### Textauszug
Manchmal verfolgt man gebannt was passiert, dann wieder schweifen die Gedanken ab ins eigene Leben, man vergleicht sich, findet sich wieder, denkt an eigene Sorgen, aber nur ein bisschen. Balkongespräche führen wir schließlich alle und wahrscheinlich sind sie wirklich überall ähnlich. Genau wie der Trinkreflex in der Kneipe, wenn wir nicht wissen, was wir als nächstes sagen oder tun wollen.

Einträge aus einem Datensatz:

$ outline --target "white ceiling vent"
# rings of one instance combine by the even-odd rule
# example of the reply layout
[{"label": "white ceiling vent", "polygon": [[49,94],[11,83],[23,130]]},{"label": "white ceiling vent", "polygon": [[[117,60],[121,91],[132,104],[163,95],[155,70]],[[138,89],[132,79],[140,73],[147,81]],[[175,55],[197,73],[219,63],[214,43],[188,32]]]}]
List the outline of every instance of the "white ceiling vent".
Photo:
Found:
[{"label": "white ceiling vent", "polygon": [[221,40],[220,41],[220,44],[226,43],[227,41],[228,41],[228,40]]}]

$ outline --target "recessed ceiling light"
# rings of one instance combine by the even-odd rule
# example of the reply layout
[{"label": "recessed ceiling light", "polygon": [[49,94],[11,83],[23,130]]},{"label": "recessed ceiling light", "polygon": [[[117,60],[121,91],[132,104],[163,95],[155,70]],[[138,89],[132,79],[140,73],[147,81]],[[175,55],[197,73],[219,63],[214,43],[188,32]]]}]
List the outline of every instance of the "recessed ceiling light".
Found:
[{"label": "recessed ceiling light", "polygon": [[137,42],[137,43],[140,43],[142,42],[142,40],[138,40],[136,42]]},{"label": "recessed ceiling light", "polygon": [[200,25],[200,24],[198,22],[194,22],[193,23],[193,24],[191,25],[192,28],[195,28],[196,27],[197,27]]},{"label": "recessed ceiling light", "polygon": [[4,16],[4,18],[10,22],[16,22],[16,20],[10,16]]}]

### Aufgaben
1/ Benenne in sämtlichen Einträgen „reply layout“ in „response format“ um und übernimm alles Übrige unverändert.
2/ Schreibe die Fortsetzung des Textauszugs über Balkongespräche und den Trinkreflex in der Kneipe, beginnend nach seinem letzten Satz.
Der Textauszug und die Einträge stammen aus unterschiedlichen Quellen.

### Erwartete Ausgaben
1/
$ outline --target "white ceiling vent"
# rings of one instance combine by the even-odd rule
# example of the response format
[{"label": "white ceiling vent", "polygon": [[49,94],[11,83],[23,130]]},{"label": "white ceiling vent", "polygon": [[[117,60],[121,91],[132,104],[163,95],[155,70]],[[138,89],[132,79],[140,73],[147,81]],[[175,55],[197,73],[219,63],[214,43],[188,32]]]}]
List the outline of every instance of the "white ceiling vent".
Photo:
Found:
[{"label": "white ceiling vent", "polygon": [[221,40],[220,41],[220,44],[226,43],[227,41],[228,41],[228,40]]}]

$ outline --target "recessed ceiling light"
# rings of one instance combine by the even-odd rule
# example of the response format
[{"label": "recessed ceiling light", "polygon": [[49,94],[11,83],[23,130]]},{"label": "recessed ceiling light", "polygon": [[[117,60],[121,91],[132,104],[163,95],[155,70]],[[138,89],[132,79],[140,73],[147,81]],[[175,55],[197,73],[219,63],[214,43],[188,32]]]}]
List the outline of every instance of the "recessed ceiling light".
Found:
[{"label": "recessed ceiling light", "polygon": [[137,42],[137,43],[140,43],[142,42],[142,40],[138,40],[136,42]]},{"label": "recessed ceiling light", "polygon": [[200,25],[200,24],[198,22],[194,22],[193,23],[193,24],[191,25],[192,28],[195,28],[196,27],[197,27]]},{"label": "recessed ceiling light", "polygon": [[4,16],[4,18],[10,22],[16,22],[16,20],[10,16]]}]

2/
Thematisch stehen zwei Frauen im Mittelpunkt, die mitten im Leben stehen, aber nicht da wo sie sein wollen. Die eine war schonmal verheiratet, von der Ehe ist nun noch das Kind geblieben, der Vater ist weg, bei einer anderen Frau wie es scheint, und die Chancen für eine Mutter einen neuen Mann zu finden sind nicht unbedingt rosig. Die andere ist nicht weniger auf der Suche nach Geborgenheit, so sehr, dass sie sich auch dann auf einen Typen einlässt, wenn sie von Anfang an ahnt, dass er sie wahrscheinlich nur benutzt. Schließlich lässt sich hoffen, dass es anders ist. Das sind Sorgen aus der Mitte der Gesellschaft, wie die erste Liebe und das Wissen mit 70, dass die letzte Liebe tot ist. Und das ist ein Zustand, eine Gedankenwelt und vor allem ein Lebensgefühl, das „Sommer vorm Balkon“ auf sehr angenehme Weise einfängt.